# [EXERCISE INPUTS]
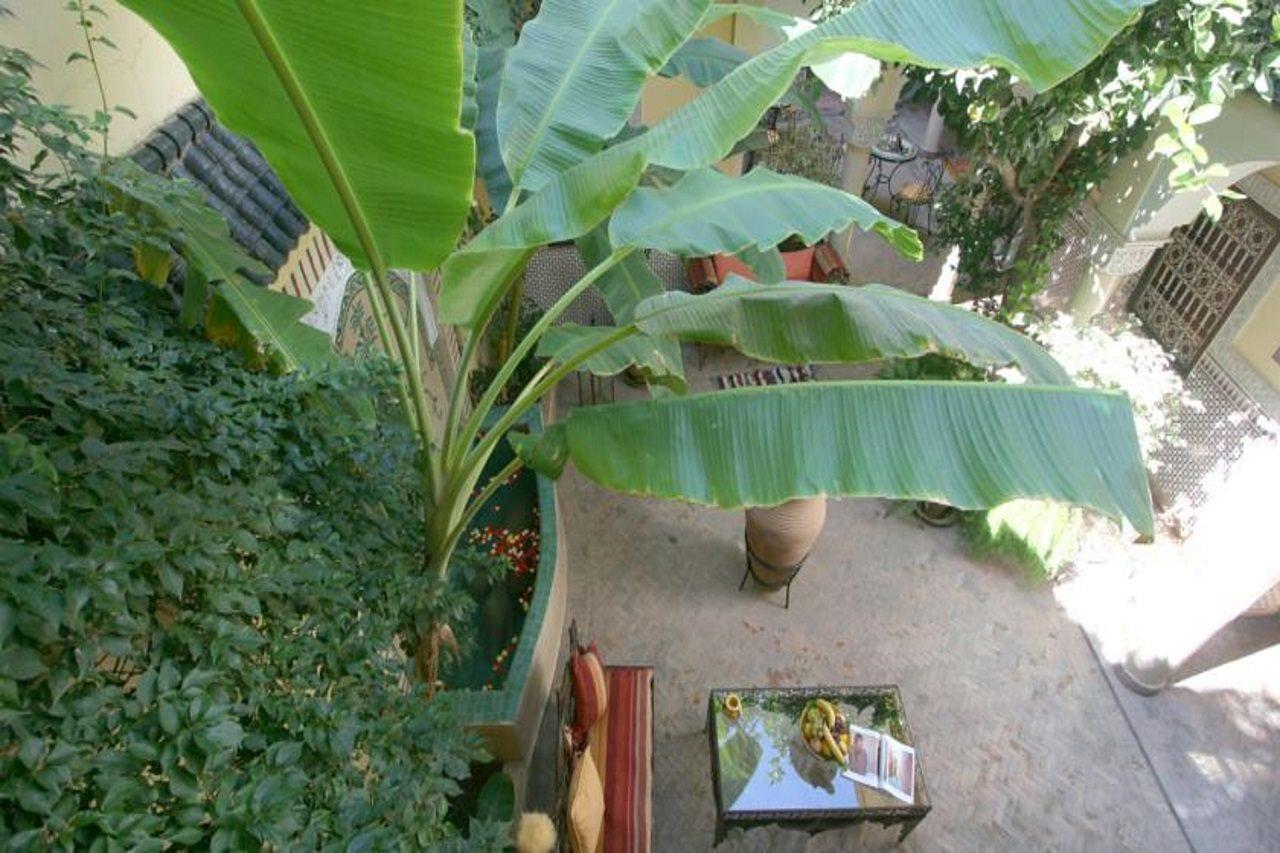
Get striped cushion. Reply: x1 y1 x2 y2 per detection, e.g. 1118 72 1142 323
587 666 653 853
571 643 608 734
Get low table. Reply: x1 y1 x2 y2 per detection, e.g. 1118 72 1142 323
707 685 930 843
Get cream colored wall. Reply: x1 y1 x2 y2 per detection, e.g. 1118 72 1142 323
1233 272 1280 390
1230 169 1280 398
639 15 737 125
3 0 196 155
637 3 804 176
1092 93 1280 242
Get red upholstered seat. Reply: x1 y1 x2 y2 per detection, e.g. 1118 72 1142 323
586 665 653 853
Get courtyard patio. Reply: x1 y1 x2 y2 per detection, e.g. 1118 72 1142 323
10 1 1280 849
524 340 1280 851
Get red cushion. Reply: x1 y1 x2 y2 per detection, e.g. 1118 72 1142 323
600 666 653 853
571 643 608 736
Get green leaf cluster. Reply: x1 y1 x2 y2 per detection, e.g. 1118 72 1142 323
0 49 493 849
917 0 1279 313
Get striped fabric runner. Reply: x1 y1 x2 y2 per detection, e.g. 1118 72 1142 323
714 364 817 390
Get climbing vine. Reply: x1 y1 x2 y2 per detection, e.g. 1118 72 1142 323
915 0 1279 315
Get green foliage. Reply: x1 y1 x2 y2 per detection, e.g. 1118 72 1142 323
608 166 921 260
917 0 1280 313
1026 312 1193 463
753 107 844 188
121 0 1159 593
961 500 1084 581
0 50 499 849
517 381 1154 535
470 296 550 405
117 0 475 274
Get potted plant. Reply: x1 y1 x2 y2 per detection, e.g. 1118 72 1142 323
123 0 1157 753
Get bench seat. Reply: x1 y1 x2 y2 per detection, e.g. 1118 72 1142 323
587 666 653 853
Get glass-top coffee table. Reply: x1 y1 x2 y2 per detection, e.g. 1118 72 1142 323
707 685 930 843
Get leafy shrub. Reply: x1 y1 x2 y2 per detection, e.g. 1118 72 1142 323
1025 312 1195 469
960 499 1083 582
0 46 502 849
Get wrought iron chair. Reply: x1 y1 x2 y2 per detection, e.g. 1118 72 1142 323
889 154 945 233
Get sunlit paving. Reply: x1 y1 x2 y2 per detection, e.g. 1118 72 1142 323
3 1 1277 850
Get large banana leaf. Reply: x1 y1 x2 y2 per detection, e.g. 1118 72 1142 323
660 37 749 87
104 163 336 373
476 44 515 211
497 0 711 194
577 224 665 323
610 167 922 260
633 277 1070 384
574 224 686 394
629 0 1153 173
120 0 474 272
206 280 337 373
537 324 688 393
440 146 646 326
467 0 518 211
516 381 1154 535
461 29 479 131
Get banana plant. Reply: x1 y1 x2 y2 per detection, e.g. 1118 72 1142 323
121 0 1158 647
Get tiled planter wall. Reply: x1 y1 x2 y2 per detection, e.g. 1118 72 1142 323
449 408 566 765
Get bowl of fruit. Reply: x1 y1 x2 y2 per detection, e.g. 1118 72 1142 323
799 698 850 764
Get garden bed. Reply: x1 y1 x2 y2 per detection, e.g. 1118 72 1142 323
445 407 566 763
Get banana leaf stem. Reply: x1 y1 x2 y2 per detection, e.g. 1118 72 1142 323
453 247 633 473
428 455 523 579
235 0 441 504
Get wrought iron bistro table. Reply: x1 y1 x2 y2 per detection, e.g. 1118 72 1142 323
707 685 930 844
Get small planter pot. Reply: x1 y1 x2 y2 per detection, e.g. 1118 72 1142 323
712 247 818 283
913 500 960 528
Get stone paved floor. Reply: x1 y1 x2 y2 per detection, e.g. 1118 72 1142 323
535 347 1279 850
1058 524 1280 853
555 463 1190 850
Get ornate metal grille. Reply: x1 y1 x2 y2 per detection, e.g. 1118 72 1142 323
1130 195 1280 372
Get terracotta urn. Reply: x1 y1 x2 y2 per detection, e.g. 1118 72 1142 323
744 496 827 587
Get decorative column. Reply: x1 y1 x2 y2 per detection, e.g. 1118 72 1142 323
837 66 904 199
1066 203 1166 320
839 113 892 200
919 98 945 154
835 67 904 262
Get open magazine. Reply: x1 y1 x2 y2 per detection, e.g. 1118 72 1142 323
840 726 916 804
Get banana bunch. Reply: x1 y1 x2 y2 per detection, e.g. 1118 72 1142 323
800 698 851 763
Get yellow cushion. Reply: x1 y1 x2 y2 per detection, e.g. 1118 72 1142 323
568 749 604 853
897 182 932 203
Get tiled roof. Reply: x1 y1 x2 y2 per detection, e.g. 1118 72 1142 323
131 100 308 283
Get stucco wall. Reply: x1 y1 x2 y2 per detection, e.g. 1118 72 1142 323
638 13 744 174
1092 93 1280 243
1234 274 1280 391
639 13 737 126
1211 172 1280 418
636 2 810 176
3 0 196 156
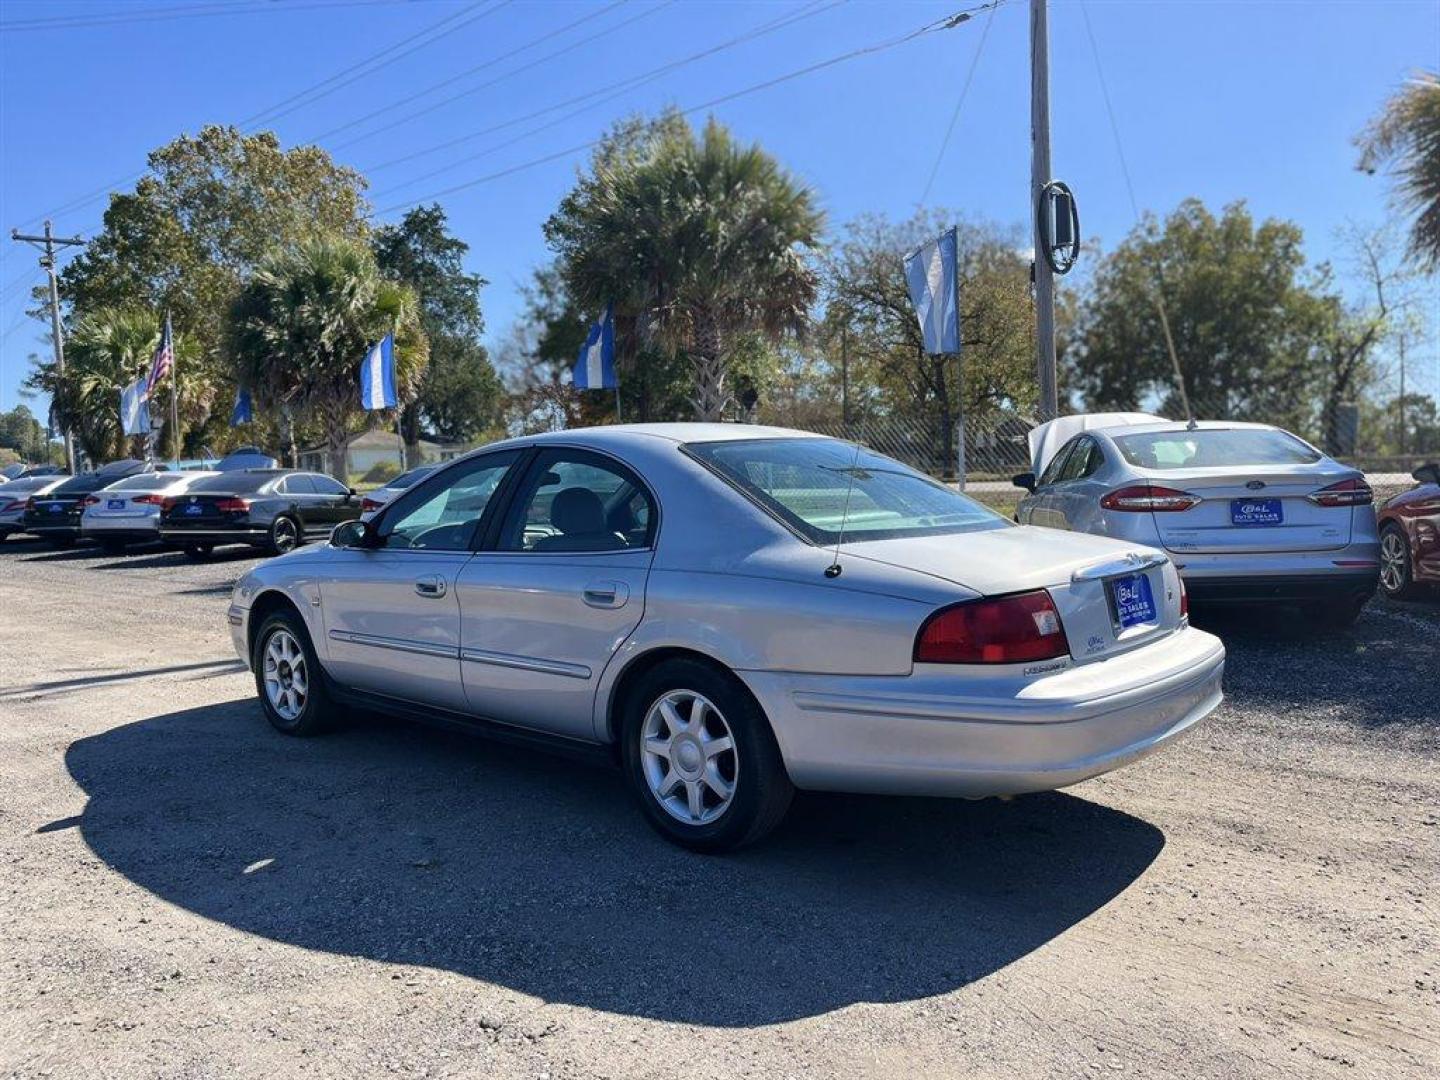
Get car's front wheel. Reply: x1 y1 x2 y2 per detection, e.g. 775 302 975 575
251 609 340 736
1379 524 1417 599
621 659 793 852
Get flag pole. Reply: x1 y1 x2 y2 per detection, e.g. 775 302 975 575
614 385 622 424
168 311 180 470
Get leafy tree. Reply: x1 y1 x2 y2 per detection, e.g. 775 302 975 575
58 125 369 448
228 238 428 480
819 210 1038 474
372 204 502 453
545 114 823 420
0 405 48 462
1357 71 1440 272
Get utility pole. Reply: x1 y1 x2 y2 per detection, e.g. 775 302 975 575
11 221 84 473
1030 0 1058 419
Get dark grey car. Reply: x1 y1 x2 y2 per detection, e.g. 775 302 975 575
158 469 362 559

# [TASK BRIEF]
Everything in the data above gets copied exactly. Only the pictures are skipped.

# [EXERCISE ANSWER]
Get striped cushion. Reply: x1 y1 x2 y2 per detection, e.g. 1118 72 1142 323
587 666 653 853
571 643 608 734
Get low table. Reply: x1 y1 x2 y2 per detection, e.g. 1118 72 1142 323
707 685 930 843
Get cream colored wall. Reply: x1 y1 x2 y2 per detection, e.g. 1118 72 1142 323
1233 272 1280 390
1230 169 1280 398
639 15 737 125
3 0 196 155
637 3 804 176
1092 93 1280 242
Get red upholstered seat. Reply: x1 y1 x2 y2 per detection, e.g. 1118 72 1142 323
586 665 653 853
Get courtyard patio. Reply: x1 y1 x2 y2 per detection, e.g. 1118 72 1142 323
10 1 1280 849
524 340 1280 851
Get red cushion. Reply: x1 y1 x2 y2 per detection, e.g. 1118 72 1142 323
600 666 653 853
571 643 608 736
Get green leaf cluster. Reply: x1 y1 x2 y2 per detection, e.g. 1118 72 1142 323
0 49 493 849
917 0 1279 313
Get striped fabric runner. Reply: x1 y1 x2 y2 per detection, e.g. 1118 72 1142 323
714 364 817 390
Get climbing vine. Reply: x1 y1 x2 y2 per detection, e.g. 1118 72 1142 323
915 0 1279 315
Get green foliage. Reply: x1 y1 x2 y2 per detection, e.g. 1118 72 1142 323
608 166 921 260
917 0 1280 313
1026 312 1193 463
753 107 844 188
121 0 1159 593
961 500 1084 581
0 50 499 849
517 381 1154 535
470 296 550 405
117 0 475 274
Get potted plant. Reply: x1 y1 x2 y2 per detection, e.g. 1118 72 1142 323
123 0 1157 753
Get bench seat. Reply: x1 y1 x2 y2 per detection, e.g. 1118 72 1142 323
587 666 653 853
Get glass-top coffee table. Reply: x1 y1 x2 y2 per detection, e.g. 1118 72 1142 323
707 685 930 843
Get leafy shrub. Reply: x1 y1 x2 y2 per detection, e.g. 1118 72 1142 323
1025 312 1195 469
960 499 1083 582
0 46 502 849
Get wrought iron chair. Reply: x1 y1 x2 y2 per detection, e.g. 1118 72 1142 323
889 154 945 233
Get sunlit paving. Reply: x1 y1 x2 y2 per detection, e.g. 1118 72 1142 323
3 1 1277 850
Get large banana leaf. Reply: x1 y1 x2 y2 per detection, e.g. 1118 72 1142 323
660 37 749 87
104 163 336 373
476 44 515 211
497 0 711 194
577 224 665 323
610 167 922 260
633 277 1070 384
574 224 686 394
629 0 1153 173
120 0 474 272
206 280 337 373
537 324 688 393
440 146 646 326
467 0 518 211
516 381 1154 535
461 29 479 131
Get banana plant. Reply: x1 y1 x2 y2 per detection, e.g. 1118 72 1142 323
121 0 1158 647
Get tiled planter wall. Reply: x1 y1 x2 y2 per detection, e.g. 1118 72 1142 323
449 408 566 765
Get bowl of fruit. Reply: x1 y1 x2 y2 per detection, e.g. 1118 72 1142 323
799 698 850 764
Get garden bed. Reply: x1 y1 x2 y2 per detection, e.g. 1118 72 1142 323
445 407 566 763
Get banana leaf stem. Reply: x1 y1 x2 y2 per detection, e.g. 1118 72 1142 323
453 247 633 473
428 455 523 579
235 0 441 504
Get wrought iron bistro table. Reply: x1 y1 x2 y2 per detection, e.g. 1118 72 1142 323
707 685 930 844
Get small planter pot. Reply: x1 y1 x2 y2 per detection, e.g. 1118 72 1142 323
712 247 818 283
913 500 960 528
Get stone paved floor. Reply: x1 y1 x2 y2 per detection, e.g. 1118 72 1142 323
535 347 1279 850
1058 524 1280 853
555 463 1190 850
Get ornate metal grille. Reply: x1 y1 x2 y2 per detection, e.g. 1118 72 1142 323
1130 195 1280 372
Get terracotta urn. Reply: x1 y1 x2 y2 per detection, e.g. 1118 72 1142 323
744 496 827 587
Get decorative column. Reply: x1 y1 x2 y2 per detection, e.g. 1118 72 1142 323
837 66 904 199
1066 203 1166 320
839 113 892 200
919 98 945 154
835 67 904 262
Get open magazine. Reply: x1 y1 x2 y2 per detection, e.g. 1118 72 1142 323
840 726 916 804
Get banana bunch. Reply: x1 y1 x2 y2 per detection, e.g. 1118 72 1142 323
800 698 851 763
Get yellow cushion. Reply: x1 y1 x2 y2 per detection, e.g. 1118 72 1142 323
568 749 604 853
897 182 932 203
Get tiled roof. Reply: x1 y1 x2 y2 per detection, e.g. 1118 72 1142 323
131 100 308 283
Get stucco wall. Reply: x1 y1 x2 y2 per detection, e.g. 1118 72 1142 323
638 13 744 174
1092 93 1280 243
1234 274 1280 391
639 13 737 126
1211 172 1280 418
636 2 810 176
3 0 196 156
Get car's front wheel. Reply: x1 y1 x2 y2 per detection, e.g. 775 302 975 575
251 609 340 736
1379 524 1417 599
621 659 793 852
Get flag pole. Reply: x1 y1 x2 y2 per detection, e.g. 775 302 975 575
614 385 622 424
168 311 180 470
Get leafy tree. Reply: x1 y1 x2 y2 per detection, e.g. 775 302 975 575
58 125 369 448
228 238 428 480
819 210 1038 474
372 204 502 453
545 114 823 420
0 405 48 462
1357 71 1440 272
Get utility pole. Reply: x1 y1 x2 y2 per detection, e.g. 775 302 975 575
11 221 84 473
1030 0 1058 419
Get dark grey car. Reply: x1 y1 x2 y2 per detection, e.g. 775 302 975 575
158 469 362 559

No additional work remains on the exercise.